Abstract
We identify sufficient conditions under which evolution equations for probability density functions (PDF) of random concentrations are equivalent to Fokker–Planck equations. The novelty of our approach is that it allows consistent PDF approximations by densities of computational particles governed by Itô processes in concentration–position spaces. Accurate numerical solutions are obtained with a global random walk (GRW) algorithm, stable, free of numerical diffusion, and insensitive to the increase of the total number of computational particles. The system of Itô equations is specified by drift and diffusion coefficients describing the PDF transport in the physical space, provided by up-scaling procedures, as well as by drift and mixing coefficients describing the PDF transport in concentration spaces. Mixing models can be obtained similarly to classical PDF approaches or, alternatively, from measured or simulated concentration time series. We compare their performance for a GRW-PDF numerical solution to a problem of contaminant transport in heterogeneous groundwater systems.

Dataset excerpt
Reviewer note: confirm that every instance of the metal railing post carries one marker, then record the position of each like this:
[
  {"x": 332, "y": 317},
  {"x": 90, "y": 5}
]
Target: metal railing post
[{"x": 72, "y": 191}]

Exercise instructions:
1) Do these statements agree with the abstract on probability densities of random concentrations? (a) The global random walk algorithm is unaffected by increasing the total number of computational particles. (b) Mixing models can be obtained only from measured concentration time series. (c) Up-scaling procedures supply the drift and diffusion coefficients for PDF transport in the physical space. For each, give yes or no along with the deciding words quoted from the abstract.
2) Would you proceed with the abstract on probability densities of random concentrations, starting after its final sentence?

Answers given:
1)
(a) Yes: "insensitive to the increase of the total number of computational particles"
(b) No: "Mixing models can be obtained similarly to classical PDF approaches or, alternatively, from measured or simulated concentration time series."
(c) Yes: "drift and diffusion coefficients describing the PDF transport in the physical space, provided by up-scaling procedures"

2)
Authors
N. Suciu
-Mathematics Department, Friedrich-Alexander University of Erlangen-Nuremberg, Cauerstraße 11, 91058 Erlangen, Germany
-Tiberiu Popoviciu Institute of Numerical Analysis, Romanian Academy
F.A. Radu
-Department of Mathematics, University of Bergen, Allegaten 41, 5008 Bergen, Norway
S. Attinger
-Faculty for Chemistry and Earth sciences, University of Jena, Burgweg 11, 07749 Jena, Germany
-Department Computational Hydrosystems, UFZ Centre for Environmental Research, Permoserstraße 15, 04318 Leipzig, Germany
L. Schüler
-Faculty for Chemistry and Earth sciences, University of Jena, Burgweg 11, 07749 Jena, Germany
-Department Computational Hydrosystems, UFZ Centre for Environmental Research, Permoserstraße 15, 04318 Leipzig, Germany
P. Knabner
Mathematics Department, Friedrich-Alexander University of Erlangen-Nuremberg, Cauerstraße 11, 91058 Erlangen, Germany
Keywords
PDF methods; Mixing; Random walk; Porous media.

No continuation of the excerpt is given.